Input ->
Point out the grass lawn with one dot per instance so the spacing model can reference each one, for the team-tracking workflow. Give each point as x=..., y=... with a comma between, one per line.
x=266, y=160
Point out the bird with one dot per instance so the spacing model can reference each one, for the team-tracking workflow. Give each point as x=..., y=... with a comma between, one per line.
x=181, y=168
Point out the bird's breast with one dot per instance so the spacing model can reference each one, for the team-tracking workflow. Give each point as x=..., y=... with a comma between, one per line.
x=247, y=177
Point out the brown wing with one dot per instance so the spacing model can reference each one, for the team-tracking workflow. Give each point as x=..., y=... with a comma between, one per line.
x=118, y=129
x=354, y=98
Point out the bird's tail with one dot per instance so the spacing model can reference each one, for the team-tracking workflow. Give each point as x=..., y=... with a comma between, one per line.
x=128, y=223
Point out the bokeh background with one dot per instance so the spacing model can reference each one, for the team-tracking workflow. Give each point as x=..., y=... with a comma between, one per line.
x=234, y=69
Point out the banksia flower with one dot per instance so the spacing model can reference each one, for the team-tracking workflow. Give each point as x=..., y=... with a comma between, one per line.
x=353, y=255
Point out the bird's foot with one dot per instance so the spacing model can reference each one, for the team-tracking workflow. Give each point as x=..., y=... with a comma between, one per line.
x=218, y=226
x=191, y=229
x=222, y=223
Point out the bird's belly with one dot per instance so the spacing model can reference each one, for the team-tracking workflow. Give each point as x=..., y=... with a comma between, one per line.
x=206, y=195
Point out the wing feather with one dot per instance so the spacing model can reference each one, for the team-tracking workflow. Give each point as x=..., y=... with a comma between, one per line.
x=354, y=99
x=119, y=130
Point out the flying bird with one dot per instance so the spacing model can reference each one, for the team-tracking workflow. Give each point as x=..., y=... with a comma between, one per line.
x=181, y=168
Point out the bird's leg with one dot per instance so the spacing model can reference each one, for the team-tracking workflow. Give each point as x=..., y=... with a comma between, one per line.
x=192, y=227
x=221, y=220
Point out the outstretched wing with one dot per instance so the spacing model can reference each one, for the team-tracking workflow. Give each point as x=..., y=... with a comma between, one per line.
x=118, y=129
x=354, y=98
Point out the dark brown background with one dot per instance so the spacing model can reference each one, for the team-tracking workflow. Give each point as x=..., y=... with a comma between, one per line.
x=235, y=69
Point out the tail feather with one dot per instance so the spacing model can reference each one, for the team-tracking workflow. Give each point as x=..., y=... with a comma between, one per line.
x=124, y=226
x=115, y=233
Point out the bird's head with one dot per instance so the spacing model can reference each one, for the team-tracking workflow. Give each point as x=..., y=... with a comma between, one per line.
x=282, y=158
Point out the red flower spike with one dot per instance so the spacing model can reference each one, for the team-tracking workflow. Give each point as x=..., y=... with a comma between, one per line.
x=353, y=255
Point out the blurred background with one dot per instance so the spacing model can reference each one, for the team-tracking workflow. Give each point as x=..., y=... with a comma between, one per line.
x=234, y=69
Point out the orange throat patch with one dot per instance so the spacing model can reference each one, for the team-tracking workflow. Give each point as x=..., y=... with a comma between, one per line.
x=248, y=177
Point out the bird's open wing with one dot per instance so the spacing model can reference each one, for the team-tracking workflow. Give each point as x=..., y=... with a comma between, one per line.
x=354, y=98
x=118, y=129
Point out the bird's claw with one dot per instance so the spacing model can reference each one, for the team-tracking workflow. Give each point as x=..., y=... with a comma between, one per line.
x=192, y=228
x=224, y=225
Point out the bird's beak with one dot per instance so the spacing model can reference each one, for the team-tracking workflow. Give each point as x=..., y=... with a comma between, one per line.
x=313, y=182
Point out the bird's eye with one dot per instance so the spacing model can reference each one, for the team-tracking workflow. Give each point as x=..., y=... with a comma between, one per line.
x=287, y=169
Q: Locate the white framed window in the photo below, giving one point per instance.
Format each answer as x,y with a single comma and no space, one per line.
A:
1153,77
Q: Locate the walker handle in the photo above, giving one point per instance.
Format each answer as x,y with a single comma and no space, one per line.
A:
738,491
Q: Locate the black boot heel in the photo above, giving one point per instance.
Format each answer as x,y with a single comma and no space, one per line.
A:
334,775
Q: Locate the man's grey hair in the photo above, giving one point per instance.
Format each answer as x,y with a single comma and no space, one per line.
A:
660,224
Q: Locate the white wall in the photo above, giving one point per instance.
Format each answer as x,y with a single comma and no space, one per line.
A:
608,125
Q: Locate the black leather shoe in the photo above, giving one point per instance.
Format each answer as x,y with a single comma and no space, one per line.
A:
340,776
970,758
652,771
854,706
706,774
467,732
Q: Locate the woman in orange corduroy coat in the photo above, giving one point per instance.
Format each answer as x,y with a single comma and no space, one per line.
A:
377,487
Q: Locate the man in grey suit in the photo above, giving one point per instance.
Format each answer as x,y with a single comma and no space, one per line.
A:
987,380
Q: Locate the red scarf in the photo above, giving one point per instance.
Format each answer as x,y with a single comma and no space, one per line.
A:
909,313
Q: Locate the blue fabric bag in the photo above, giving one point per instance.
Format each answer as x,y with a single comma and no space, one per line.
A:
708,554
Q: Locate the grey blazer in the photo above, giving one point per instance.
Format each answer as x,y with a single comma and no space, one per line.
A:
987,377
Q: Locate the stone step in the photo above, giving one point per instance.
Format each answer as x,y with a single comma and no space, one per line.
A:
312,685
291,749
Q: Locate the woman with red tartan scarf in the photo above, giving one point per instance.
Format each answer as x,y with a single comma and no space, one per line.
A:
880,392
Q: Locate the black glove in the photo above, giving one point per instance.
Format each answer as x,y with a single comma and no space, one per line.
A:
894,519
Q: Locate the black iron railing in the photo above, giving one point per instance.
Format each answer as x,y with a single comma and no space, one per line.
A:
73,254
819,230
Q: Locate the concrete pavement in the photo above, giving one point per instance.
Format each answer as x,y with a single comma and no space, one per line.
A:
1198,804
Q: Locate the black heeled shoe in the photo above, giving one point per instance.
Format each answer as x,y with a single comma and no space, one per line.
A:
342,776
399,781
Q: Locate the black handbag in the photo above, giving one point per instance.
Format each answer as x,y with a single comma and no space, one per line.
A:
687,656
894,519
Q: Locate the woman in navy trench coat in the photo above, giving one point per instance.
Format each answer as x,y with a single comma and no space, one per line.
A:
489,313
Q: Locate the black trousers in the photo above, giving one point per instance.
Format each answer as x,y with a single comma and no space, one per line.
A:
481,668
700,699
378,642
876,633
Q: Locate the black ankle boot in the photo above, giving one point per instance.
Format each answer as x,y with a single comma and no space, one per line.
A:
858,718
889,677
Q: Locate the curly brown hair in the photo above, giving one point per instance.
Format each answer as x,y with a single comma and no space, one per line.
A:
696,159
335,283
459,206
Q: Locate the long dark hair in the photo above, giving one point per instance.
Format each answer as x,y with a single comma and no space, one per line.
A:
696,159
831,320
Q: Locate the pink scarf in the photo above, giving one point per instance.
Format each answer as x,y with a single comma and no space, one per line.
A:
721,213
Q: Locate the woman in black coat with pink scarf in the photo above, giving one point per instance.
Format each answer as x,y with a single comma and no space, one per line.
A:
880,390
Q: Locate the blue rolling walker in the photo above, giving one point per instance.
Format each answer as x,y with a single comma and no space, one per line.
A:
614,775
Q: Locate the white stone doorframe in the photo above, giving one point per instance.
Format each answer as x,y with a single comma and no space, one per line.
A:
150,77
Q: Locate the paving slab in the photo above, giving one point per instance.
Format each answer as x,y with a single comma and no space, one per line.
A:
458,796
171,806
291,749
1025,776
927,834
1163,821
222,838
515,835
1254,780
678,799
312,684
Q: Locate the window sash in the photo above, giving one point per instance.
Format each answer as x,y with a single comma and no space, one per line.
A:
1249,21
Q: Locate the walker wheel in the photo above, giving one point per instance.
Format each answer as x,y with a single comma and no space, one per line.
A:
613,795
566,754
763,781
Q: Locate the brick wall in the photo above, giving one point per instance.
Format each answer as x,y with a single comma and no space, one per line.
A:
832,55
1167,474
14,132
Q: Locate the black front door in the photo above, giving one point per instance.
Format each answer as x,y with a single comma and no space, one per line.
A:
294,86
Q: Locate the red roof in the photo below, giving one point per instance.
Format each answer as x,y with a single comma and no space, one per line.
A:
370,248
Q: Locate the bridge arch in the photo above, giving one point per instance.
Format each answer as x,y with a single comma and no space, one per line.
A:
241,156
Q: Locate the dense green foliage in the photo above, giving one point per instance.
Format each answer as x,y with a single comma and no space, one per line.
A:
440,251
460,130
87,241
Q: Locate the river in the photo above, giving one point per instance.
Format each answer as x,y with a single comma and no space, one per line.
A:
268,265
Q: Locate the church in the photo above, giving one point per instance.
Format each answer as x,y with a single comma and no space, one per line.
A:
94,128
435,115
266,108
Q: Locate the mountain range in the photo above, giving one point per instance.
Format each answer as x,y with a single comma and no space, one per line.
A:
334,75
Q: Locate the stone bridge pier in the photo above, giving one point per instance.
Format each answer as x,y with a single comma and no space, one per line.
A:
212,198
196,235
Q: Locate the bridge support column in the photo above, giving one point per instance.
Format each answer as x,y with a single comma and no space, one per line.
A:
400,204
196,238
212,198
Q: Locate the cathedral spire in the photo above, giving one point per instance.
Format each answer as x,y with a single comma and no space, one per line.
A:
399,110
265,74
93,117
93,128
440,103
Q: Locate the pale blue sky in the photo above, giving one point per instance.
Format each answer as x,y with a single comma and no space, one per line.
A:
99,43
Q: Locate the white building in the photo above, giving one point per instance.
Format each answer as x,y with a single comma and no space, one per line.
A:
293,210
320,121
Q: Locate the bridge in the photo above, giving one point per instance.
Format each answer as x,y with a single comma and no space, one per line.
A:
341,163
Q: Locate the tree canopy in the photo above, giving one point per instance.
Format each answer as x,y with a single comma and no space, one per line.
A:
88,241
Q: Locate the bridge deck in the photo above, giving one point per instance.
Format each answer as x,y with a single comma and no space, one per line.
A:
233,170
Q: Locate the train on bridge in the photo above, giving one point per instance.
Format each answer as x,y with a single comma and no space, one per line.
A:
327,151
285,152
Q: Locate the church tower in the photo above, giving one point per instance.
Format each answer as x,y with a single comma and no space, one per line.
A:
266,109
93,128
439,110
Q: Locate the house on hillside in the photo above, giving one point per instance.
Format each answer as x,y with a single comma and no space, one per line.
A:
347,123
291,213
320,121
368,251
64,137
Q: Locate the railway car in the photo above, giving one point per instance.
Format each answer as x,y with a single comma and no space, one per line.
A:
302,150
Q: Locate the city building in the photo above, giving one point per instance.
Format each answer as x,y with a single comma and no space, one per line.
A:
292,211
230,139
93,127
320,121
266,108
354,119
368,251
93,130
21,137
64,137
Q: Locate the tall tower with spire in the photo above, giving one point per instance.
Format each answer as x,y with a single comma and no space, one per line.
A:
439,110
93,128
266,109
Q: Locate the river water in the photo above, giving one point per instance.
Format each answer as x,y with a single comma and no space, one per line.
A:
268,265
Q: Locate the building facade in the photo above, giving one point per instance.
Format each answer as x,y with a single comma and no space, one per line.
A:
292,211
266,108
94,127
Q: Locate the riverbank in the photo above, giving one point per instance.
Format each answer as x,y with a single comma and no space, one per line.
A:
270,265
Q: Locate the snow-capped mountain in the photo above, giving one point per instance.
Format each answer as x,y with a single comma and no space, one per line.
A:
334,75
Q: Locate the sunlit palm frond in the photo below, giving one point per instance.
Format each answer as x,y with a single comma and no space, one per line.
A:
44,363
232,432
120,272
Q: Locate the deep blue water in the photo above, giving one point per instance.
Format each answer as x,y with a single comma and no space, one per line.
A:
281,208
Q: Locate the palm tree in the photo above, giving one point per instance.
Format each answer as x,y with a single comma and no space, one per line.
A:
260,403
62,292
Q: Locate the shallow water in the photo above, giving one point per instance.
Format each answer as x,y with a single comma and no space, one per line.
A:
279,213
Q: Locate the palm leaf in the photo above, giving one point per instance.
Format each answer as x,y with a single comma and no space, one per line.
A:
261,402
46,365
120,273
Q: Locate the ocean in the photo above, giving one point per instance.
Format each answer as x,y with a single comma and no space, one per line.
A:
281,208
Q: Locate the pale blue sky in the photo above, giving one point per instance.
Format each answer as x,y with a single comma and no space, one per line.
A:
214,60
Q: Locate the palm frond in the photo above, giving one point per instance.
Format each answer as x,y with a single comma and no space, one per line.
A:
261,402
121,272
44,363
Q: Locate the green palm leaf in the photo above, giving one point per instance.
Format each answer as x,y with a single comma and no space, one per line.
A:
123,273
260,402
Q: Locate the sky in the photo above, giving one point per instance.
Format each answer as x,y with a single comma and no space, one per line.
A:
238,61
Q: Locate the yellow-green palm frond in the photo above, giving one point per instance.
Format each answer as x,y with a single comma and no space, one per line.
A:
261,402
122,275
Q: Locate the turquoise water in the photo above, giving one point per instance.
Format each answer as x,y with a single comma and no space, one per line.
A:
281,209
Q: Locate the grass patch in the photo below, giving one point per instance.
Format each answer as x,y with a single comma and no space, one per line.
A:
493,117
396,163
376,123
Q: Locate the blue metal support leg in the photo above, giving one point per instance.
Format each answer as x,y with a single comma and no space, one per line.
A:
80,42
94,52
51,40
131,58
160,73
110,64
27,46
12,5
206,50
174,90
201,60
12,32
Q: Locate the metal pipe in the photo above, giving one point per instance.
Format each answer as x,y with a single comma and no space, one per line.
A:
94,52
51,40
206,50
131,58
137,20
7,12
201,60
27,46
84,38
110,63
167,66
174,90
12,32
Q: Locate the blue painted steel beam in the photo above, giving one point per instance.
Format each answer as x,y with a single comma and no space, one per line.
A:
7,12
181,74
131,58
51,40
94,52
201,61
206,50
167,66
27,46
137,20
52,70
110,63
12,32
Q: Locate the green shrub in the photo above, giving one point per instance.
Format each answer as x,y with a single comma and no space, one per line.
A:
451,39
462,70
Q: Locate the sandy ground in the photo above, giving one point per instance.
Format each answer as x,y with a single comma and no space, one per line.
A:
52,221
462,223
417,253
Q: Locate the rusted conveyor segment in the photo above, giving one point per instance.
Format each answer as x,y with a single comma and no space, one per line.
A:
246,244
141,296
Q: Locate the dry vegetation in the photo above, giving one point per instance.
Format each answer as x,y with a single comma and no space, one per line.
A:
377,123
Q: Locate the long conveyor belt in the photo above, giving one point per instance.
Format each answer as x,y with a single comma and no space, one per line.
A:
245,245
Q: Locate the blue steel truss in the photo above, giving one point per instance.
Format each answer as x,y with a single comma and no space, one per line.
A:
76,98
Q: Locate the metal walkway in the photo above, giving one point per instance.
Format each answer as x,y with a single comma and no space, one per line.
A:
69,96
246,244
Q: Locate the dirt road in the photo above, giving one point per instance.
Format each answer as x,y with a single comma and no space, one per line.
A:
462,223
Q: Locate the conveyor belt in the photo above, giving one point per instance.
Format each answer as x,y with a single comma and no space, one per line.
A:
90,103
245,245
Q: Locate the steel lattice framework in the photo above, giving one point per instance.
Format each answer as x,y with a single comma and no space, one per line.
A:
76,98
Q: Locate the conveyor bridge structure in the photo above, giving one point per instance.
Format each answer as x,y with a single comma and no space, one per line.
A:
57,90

What is required -> Beginning at the line with "Q: Locate the window" and ending at the line with "Q: Locate the bridge arch", reproduce each line of the data above exactly, and add no other lines.

Solution to this exercise ->
Q: Locate the window sash in the photo above, giving one point per instance.
Format each answer as x,y with a single comma and no space, one per line.
A:
1249,21
Q: Locate the walker wheel in the photo above, giving one point per instance.
Format each answer as x,y with a single comma and no space, one per line.
A:
613,795
566,754
763,781
Q: Locate the brick wall in the photo above, giving one point per instance.
Format each answer as x,y with a single comma and no space, one per line.
A:
832,55
1167,474
14,132
Q: Locate the black front door in the photo above, giving one point per instance.
Format each answer as x,y with a single comma and no space, one per line.
A:
294,86
Q: Locate the red roof in the photo below, giving one point per instance.
Format each answer as x,y with a single comma and no space, one per line.
A:
370,248
Q: Locate the bridge arch in the photo above, giving one point per instance.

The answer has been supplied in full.